Qué se pide
Transcribe sin cambios el pasaje de la selección que empieza en las palabras que contienen "Desde finales del" y se detiene después de "del Chile actual.".

Desde finales del pasado siglo se ha constado, en diferentes ambientes de nuestro país, una creciente necesidad de profundizar en nuestras raíces históricas. Nuestra cultura viva – cercana a la cotidianidad y a la buena convivencia, donde mejor se refleja la identidad chilena – empieza a manifestar, en ámbitos muy variados, unos coloridos, una autenticidad, una cierta densidad de ser, que parecen revelar algo nuevo y sugerente por lo menos en ciertos sectores del Chile actual.
Véase por ejemplo la sobrevivencia, el fortalecimiento y la expansión del Cuasimodo, original celebración nacida de una piedad popular netamente campesina y específicamente chilena, única en el mundo. En ella se hermanan de modo entrañable la tradición cultural de nuestros campos y la fe. Es un momento especial donde se establece un peculiar consorcio, cargado de rico simbolismo y de sacralidad, entre los relativos terrenos del campo chileno y el Absoluto divino.

Registros enumerados
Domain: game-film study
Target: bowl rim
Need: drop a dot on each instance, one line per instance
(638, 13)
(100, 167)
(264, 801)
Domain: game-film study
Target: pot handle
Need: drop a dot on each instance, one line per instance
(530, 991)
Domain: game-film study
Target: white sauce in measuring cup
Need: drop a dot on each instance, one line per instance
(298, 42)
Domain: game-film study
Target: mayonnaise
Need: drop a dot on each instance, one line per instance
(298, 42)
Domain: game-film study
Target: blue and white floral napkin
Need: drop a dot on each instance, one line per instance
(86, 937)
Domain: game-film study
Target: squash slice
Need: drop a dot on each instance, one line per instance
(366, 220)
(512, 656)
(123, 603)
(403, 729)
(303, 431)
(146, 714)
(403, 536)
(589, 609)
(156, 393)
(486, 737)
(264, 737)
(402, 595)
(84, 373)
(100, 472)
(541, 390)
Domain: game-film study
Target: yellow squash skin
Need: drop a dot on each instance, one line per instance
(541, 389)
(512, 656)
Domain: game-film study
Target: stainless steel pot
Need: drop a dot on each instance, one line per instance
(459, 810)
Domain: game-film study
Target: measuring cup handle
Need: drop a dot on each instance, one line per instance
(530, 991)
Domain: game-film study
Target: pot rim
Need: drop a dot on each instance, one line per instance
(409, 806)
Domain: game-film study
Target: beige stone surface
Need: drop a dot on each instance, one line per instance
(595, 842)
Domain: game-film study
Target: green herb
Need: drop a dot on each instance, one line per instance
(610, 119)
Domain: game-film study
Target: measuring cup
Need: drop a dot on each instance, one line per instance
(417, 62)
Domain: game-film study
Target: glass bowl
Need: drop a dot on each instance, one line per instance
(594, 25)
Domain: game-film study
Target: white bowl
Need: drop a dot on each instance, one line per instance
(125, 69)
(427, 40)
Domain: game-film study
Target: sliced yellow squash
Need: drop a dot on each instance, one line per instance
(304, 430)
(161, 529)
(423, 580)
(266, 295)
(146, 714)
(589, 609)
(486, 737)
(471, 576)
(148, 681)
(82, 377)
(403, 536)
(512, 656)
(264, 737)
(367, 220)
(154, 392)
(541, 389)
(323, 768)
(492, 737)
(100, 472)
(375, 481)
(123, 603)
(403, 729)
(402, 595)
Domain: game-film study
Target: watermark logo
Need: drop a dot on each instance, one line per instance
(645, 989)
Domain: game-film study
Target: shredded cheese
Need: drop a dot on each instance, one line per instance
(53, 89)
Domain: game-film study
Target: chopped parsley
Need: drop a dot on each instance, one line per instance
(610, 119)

La respuesta
Desde finales del pasado siglo se ha constado, en diferentes ambientes de nuestro país, una creciente necesidad de profundizar en nuestras raíces históricas. Nuestra cultura viva – cercana a la cotidianidad y a la buena convivencia, donde mejor se refleja la identidad chilena – empieza a manifestar, en ámbitos muy variados, unos coloridos, una autenticidad, una cierta densidad de ser, que parecen revelar algo nuevo y sugerente por lo menos en ciertos sectores del Chile actual.